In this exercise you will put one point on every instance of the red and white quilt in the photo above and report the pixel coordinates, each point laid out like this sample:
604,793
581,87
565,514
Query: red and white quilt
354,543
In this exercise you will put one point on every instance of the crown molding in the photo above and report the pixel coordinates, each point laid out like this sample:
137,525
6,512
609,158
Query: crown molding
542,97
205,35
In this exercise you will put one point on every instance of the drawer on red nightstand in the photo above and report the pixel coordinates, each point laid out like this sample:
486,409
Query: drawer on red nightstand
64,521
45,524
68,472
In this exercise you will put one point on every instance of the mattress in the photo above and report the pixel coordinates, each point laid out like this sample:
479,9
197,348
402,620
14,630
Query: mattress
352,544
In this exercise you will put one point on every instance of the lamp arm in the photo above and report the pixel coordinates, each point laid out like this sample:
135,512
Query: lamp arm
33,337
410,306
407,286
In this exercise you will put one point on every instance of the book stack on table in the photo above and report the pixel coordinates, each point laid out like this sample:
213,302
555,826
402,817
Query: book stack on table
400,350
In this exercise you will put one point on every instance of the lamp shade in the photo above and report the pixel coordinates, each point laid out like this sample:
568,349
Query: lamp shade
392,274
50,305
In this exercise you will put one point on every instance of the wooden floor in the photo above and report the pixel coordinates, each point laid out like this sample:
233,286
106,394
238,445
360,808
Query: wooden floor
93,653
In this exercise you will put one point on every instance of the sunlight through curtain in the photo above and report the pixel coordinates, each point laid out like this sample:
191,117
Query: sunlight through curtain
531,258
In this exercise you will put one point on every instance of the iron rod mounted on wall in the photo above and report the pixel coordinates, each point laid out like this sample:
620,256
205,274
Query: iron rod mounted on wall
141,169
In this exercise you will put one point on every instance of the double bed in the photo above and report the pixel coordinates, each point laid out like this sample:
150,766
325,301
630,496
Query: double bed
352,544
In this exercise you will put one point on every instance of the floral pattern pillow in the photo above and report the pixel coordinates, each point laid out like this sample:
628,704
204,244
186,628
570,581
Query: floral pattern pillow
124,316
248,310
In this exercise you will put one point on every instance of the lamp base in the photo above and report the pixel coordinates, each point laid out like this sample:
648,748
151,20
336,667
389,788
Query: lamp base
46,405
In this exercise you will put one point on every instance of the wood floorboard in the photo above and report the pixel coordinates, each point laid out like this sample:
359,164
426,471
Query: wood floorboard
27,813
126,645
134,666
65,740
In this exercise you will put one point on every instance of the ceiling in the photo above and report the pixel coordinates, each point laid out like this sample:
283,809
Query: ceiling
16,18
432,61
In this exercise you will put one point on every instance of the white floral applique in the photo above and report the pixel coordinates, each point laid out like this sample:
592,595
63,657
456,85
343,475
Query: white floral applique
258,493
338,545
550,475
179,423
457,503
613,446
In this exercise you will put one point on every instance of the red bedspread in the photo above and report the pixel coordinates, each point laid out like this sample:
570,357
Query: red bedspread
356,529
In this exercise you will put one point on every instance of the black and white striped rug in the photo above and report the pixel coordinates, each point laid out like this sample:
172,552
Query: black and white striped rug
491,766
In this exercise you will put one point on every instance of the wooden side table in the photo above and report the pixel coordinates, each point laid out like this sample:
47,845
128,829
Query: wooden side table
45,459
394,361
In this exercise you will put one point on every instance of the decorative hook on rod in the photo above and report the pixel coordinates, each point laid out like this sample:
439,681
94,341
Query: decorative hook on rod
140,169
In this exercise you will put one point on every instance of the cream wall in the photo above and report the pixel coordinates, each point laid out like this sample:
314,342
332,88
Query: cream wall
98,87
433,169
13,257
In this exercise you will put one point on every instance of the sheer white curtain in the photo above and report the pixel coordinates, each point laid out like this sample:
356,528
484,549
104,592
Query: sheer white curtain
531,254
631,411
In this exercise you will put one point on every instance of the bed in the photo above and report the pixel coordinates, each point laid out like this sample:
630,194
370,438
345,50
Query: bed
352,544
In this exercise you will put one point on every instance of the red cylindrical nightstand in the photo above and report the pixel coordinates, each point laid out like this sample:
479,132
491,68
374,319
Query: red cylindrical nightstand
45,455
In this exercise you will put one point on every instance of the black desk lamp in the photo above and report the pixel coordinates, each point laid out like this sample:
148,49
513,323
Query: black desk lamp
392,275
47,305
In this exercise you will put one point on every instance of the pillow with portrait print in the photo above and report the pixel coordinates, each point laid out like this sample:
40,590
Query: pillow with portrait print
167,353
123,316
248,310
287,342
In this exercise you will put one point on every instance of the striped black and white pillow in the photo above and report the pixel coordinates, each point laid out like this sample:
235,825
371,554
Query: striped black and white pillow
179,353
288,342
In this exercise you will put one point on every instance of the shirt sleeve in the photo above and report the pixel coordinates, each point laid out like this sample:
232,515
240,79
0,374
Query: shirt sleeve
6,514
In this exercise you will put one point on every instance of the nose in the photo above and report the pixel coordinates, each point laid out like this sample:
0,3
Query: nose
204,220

## Work required
Copy out exactly the lines between the line with "the black desk" and the last line of the entries, counting both of those lines.

## The answer
In this exercise you will put one point on every instance of the black desk lamp in the photo above and report the pixel coordinates, each point laid out like this sample:
148,49
513,323
Query: black desk lamp
392,275
47,305
In this exercise you will put one point on every instance of the pillow with portrait print in the photo above and report the pixel coordinates, each point laid out like this sample:
40,590
Query: pillow with portrait print
167,353
123,316
248,310
287,342
In this exercise you will put one point on every instance of the striped black and white pillow in the photo above and report the pixel coordinates, each point laid out like this sample:
235,825
371,554
Query: striped black and white pillow
179,353
288,342
In this exercise you will put one point on every instance of the shirt sleeve in the photo above and report the pixel coordinates, each point laid out like this sample:
232,515
240,79
0,374
Query: shirt sleeve
6,514
In this exercise you will put one point on every instance of the nose in the photo above and report the pixel coordinates, each point laid out like this sample:
0,3
Query: nose
204,220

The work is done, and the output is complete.